NAEA Standards
Grade Level: 5–8
Students will be introduced to the Greek myth of Pandora by critically analyzing Odilon Redon’s painting Pandora. They will then create their own box with both two- and three-dimensional symbols that represent an emotion to be contained inside of the box and then released to the world.
Odilon Redon
French, 1840–1916
Pandora, 1910/1912
oil on canvas, 143.5 x 62.9 cm (56 1/2 x 24 3/4 in.)
National Gallery of Art, Chester Dale Collection
NAEA Standards
| 1-A | Students select media, techniques, and processes; analyze what makes them effective or not effective in communicating ideas; and reflect upon the effectiveness of their choices. |
| 1-B | Students intentionally take advantage of the qualities and characteristics of art media, techniques, and processes to enhance communication of their experiences and ideas. |
| 2-C | Students select and use the qualities of structures and functions of art to improve communication of their ideas. |
| 3-B | Students use subjects, themes, and symbols that demonstrate knowledge of contexts, values, and aesthetics that communicate intended meaning in artworks. |
CURRICULUM CONNECTIONS
MATERIALS
WARM-UP QUESTION
What do you think is about to happen in this painting?
BACKGROUND
According to Greek mythology, in the beginning the earth was free from toil and misery. The land was covered with flowers and the rivers flowed with milk and honey. Earth was inhabited only by men, who had been created by Prometheus. He made them of clay and modeled them after the gods, which angered Zeus, the king of the gods. When Prometheus offended Zeus again by stealing fire from heaven to give to man, Zeus exacted revenge. He ordered Hephaestus, the god of the forge, to create Pandora, the first woman. The gods gave her many traits including beauty, curiosity, charm, and cleverness. Hence her name “Pandora,” meaning “all gifted” or, alternately, “a gift to all.”
Before he left Pandora on earth, Zeus handed her a beautiful box saying, “This is my own special gift to you. Don’t ever open it.” As Zeus anticipated, Pandora’s curiosity got the best of her, and she opened the box, ending earthly paradise. From the small chest flew troubles and woes—sorrow, disease, vice, violence, greed, madness, old age, death—to plague humankind forever. However, Zeus did not realize that hope had been secretly added to the box by Promethesus. When Pandora opened the box and released trouble and woe into the world, hope was there to help people survive.
Pandora was created by French painter Odilon Redon, who lived at the same time as the impressionist artists. While they painted the life they saw around them—the French countryside, the bustle of Paris—Redon painted from his imagination. He suffered a lonely childhood, shut away as an invalid much of the time. He once wrote to a friend, “The events that left their mark on me happened in days gone by, in my head.” He was known as a mystic and a dreamer who was interested in exploring “a reality that is felt.” That is shown here by his concentration on Pandora’s fascination with the gift prior to her opening it. Her attention is fixed on the gift box. In other paintings of the same subject, the consequences of her curiosity are more often portrayed whereas in Redon’s version, Pandora is surrounded by golden shapes, which symbolize an earthly paradise before the box was opened.
GUIDED PRACTICE
ACTIVITY
Students will design their own box to release an emotion of their choosing into the world:
EXTENSION
Each student will select one box that they are most curious about. Before they open it, they will write the emotion they think the box is trying to convey and what the contents inside may be. Then, open the boxes and see how close they came to guessing it right!

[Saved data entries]

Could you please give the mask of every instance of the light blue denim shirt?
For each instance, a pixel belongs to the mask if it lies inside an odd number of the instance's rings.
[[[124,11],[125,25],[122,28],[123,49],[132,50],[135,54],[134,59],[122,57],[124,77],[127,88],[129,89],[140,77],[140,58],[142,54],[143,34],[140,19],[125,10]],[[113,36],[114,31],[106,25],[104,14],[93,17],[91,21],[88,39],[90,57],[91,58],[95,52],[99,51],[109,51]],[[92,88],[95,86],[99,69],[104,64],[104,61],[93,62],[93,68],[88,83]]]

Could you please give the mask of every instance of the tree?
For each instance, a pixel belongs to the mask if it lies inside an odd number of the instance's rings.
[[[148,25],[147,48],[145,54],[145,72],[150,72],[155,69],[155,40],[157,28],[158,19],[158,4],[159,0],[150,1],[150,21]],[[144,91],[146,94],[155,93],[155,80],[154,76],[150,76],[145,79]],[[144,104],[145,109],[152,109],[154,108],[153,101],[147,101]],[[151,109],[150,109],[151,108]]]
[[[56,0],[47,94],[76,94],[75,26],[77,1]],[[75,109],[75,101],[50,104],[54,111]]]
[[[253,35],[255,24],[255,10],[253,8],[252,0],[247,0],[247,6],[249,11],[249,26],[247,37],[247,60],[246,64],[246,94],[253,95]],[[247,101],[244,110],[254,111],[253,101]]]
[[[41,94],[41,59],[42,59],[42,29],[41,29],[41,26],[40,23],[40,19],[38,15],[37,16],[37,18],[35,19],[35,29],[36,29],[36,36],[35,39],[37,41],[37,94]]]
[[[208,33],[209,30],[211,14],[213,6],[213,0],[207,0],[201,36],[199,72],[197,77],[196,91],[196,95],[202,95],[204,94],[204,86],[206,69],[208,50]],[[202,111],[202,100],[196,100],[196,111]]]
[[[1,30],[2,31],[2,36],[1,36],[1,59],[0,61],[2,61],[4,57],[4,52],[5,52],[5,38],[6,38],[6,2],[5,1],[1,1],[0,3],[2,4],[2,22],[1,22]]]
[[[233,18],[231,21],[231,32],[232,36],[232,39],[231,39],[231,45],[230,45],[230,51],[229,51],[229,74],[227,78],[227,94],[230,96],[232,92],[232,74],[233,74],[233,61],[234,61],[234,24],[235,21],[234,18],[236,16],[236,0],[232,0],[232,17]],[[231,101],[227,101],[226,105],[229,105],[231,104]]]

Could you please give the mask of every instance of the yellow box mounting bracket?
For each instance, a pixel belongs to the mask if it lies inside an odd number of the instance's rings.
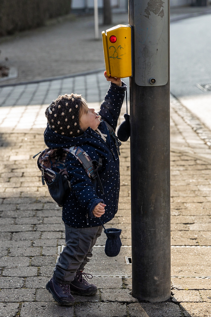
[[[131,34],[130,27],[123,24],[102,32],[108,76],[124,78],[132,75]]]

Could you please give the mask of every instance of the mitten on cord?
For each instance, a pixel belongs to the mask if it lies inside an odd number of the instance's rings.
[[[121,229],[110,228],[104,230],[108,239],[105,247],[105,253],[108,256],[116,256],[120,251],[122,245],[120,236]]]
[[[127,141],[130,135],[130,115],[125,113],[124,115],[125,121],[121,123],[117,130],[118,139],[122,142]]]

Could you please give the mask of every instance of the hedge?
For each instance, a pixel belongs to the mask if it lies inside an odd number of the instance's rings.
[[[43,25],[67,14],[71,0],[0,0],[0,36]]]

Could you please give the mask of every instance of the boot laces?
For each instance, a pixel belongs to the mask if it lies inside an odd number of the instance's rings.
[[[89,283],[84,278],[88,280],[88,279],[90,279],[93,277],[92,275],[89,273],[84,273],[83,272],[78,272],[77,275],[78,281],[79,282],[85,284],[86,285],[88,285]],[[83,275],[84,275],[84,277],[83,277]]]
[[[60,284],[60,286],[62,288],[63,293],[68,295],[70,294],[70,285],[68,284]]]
* * *
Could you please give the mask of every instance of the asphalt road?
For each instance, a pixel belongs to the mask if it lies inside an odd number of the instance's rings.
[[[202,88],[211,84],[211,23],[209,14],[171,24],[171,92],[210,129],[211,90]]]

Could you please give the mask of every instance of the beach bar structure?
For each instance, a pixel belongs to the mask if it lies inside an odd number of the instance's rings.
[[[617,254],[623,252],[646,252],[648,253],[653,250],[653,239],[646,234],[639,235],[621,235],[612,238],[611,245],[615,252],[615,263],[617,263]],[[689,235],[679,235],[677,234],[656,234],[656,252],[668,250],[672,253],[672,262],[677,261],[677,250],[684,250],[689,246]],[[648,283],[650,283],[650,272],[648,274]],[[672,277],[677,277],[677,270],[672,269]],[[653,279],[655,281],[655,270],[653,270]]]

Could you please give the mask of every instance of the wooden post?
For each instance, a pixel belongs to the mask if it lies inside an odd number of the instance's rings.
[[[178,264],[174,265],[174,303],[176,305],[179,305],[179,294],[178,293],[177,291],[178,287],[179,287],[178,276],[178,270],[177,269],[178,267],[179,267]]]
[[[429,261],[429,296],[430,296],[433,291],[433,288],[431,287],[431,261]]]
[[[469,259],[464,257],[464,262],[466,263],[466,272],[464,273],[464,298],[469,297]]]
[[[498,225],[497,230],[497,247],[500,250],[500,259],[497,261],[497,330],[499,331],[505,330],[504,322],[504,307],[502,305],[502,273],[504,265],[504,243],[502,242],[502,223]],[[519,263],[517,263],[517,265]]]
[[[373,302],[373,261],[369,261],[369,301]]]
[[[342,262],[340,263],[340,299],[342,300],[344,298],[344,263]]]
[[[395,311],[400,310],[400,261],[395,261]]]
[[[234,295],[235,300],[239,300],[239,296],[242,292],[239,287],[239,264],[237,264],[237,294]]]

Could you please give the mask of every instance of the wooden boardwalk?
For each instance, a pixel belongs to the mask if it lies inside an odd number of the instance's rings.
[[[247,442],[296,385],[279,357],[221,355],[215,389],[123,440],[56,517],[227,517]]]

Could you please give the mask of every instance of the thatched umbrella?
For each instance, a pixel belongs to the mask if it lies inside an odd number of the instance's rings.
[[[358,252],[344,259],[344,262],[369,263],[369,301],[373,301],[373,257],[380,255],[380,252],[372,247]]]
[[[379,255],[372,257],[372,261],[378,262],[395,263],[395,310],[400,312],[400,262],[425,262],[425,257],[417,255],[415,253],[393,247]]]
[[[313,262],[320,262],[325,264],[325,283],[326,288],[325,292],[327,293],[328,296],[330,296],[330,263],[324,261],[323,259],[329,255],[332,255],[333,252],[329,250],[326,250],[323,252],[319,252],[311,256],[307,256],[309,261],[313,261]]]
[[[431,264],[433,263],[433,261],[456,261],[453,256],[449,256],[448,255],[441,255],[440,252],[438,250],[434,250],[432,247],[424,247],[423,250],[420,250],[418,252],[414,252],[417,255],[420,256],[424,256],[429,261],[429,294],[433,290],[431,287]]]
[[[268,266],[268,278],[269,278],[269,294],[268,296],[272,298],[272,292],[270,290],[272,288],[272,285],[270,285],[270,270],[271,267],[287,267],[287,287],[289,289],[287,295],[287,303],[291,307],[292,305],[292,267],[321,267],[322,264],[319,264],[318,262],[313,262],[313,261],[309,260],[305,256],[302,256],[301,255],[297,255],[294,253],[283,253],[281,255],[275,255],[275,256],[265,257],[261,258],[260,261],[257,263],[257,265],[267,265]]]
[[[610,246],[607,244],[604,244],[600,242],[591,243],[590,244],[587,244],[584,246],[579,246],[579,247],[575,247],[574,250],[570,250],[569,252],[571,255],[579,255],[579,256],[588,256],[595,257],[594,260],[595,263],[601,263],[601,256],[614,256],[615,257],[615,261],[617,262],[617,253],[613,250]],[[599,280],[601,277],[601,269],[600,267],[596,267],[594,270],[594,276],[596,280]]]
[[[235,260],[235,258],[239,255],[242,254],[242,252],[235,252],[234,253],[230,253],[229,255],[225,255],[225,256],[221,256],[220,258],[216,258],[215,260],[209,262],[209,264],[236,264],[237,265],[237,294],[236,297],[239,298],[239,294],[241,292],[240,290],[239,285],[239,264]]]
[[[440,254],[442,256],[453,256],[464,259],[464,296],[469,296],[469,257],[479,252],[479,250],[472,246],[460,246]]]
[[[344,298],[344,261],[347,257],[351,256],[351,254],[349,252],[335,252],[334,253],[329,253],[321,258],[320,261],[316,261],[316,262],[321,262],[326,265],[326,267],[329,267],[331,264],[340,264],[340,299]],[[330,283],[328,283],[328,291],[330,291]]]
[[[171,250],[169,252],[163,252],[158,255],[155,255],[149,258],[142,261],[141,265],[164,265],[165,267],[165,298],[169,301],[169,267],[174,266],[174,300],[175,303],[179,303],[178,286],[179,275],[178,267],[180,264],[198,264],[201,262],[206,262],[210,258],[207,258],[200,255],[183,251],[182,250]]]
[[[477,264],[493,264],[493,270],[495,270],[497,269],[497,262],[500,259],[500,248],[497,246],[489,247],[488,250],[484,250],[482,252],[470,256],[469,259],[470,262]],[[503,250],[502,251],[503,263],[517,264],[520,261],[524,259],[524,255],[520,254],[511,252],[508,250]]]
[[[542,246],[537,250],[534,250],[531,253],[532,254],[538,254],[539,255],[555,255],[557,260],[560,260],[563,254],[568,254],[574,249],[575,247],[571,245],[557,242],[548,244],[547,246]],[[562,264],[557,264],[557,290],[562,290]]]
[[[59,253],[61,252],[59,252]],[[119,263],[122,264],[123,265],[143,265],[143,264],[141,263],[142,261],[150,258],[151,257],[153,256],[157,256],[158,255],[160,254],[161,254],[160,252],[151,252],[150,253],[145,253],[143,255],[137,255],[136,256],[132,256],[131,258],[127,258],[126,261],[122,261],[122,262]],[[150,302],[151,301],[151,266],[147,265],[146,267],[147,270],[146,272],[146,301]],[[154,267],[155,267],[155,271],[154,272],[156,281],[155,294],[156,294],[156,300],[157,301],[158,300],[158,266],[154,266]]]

[Required work]
Answer these questions about the Pandora lesson plan:
1. Which grade levels is the lesson meant for?
2. In the myth, which god was ordered to create Pandora?
3. What do the golden shapes around Pandora in Redon's painting symbolize?

[Task answer]
1. Grades 5–8.
2. Hephaestus, the god of the forge.
3. An earthly paradise before the box was opened.